**Set task**. Print the data below line for line, changing nothing.

<<<<

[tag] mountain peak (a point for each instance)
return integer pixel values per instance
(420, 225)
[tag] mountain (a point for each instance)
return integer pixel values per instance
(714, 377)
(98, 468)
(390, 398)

>>>>

**Output for this task**.
[tag] mountain peak (a point for each instance)
return integer pixel values per instance
(420, 225)
[tag] mountain (a point for each instance)
return integer pixel values per instance
(714, 377)
(98, 468)
(390, 398)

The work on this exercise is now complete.